:: To do ::
Give back only the lines from the one with "For every instance of the bare" through the last line of the data, exactly as they appear.

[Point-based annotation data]
-- BEGIN --
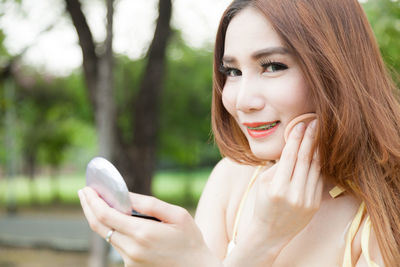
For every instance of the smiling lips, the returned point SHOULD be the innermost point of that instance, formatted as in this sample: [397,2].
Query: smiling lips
[261,129]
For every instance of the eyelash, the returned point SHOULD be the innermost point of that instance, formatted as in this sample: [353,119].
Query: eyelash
[226,70]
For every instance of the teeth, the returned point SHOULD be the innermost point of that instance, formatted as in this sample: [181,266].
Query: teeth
[263,127]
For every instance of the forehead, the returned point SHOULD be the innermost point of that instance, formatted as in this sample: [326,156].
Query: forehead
[249,31]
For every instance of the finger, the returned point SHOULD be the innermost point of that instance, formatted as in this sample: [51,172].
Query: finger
[128,246]
[304,159]
[313,176]
[164,211]
[112,218]
[97,226]
[318,191]
[289,155]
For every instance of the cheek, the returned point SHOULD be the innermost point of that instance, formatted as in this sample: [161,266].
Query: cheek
[294,96]
[229,100]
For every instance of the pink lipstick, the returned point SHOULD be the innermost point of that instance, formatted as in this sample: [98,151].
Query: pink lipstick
[261,129]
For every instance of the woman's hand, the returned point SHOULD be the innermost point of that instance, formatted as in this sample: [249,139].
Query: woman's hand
[290,192]
[176,241]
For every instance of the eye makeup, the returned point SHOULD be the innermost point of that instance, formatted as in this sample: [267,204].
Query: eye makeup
[269,63]
[229,71]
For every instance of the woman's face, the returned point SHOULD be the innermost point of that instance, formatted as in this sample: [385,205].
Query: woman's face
[265,88]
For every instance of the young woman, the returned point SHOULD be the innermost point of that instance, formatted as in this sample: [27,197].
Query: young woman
[329,195]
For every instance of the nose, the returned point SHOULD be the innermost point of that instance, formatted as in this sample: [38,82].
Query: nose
[249,97]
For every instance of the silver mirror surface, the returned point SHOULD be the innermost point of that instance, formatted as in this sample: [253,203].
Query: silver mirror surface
[105,179]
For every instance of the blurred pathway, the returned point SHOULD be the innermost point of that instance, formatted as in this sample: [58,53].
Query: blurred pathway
[44,230]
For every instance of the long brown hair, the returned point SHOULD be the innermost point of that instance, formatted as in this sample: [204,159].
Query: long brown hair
[359,137]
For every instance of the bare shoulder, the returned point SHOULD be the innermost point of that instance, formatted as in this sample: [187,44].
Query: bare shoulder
[228,176]
[216,200]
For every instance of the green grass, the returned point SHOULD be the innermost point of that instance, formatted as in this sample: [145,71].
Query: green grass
[176,187]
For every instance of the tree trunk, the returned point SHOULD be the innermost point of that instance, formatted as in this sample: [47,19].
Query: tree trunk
[136,159]
[99,80]
[137,163]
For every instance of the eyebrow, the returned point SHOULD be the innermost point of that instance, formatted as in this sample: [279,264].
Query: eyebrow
[260,53]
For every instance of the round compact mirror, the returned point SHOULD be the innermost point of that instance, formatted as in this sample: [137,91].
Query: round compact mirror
[105,179]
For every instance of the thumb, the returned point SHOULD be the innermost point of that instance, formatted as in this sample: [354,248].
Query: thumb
[151,206]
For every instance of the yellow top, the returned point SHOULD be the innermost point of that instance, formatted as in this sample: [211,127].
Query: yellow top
[355,225]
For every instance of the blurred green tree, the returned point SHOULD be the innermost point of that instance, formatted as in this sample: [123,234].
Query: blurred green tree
[384,16]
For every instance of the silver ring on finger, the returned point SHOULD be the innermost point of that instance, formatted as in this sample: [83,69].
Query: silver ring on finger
[109,234]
-- END --
:: Result for this exercise ::
For every instance of the bare shoulder, the returned point SHOULD be the innermost point of that instance, formatted as in this sample: [187,44].
Query: bare shoulder
[228,176]
[216,200]
For every instance of the green grass, the returned point SHOULD be the innermost point of that instance, formatted as in this sample: [145,71].
Query: green grass
[176,187]
For every instance of the tree trunk, the returned point SHOULD be the innermost point of that instance, formatted as in this sample: [47,19].
Query: tree trunk
[136,159]
[99,80]
[137,163]
For every instance of the eyebrow, the returned point SHOULD be the innermost point of that instance, formatted as in this sample: [279,264].
Query: eyebrow
[260,53]
For every instance of the round compact mirror, the returned point SHOULD be the innermost point of that instance, formatted as in this sample: [137,91].
Query: round compact mirror
[105,179]
For every instance of the thumb, the returned point SHOULD be the innermost point of that instance, formatted as in this sample: [354,248].
Query: thumb
[151,206]
For every instance of the yellow top, the returned point SHOULD be the innermost point of that instance, formatted as in this sample: [211,127].
Query: yellow top
[355,225]
For every instance of the blurred green tree, the returned point SHOULD be the innermost point of that instance, formatted as in this sample: [123,234].
Query: blurred green tree
[384,16]
For every instance of the silver ring on finger, the returned point SHOULD be the innermost point of that instance, formatted as in this sample: [83,69].
Query: silver ring on finger
[109,234]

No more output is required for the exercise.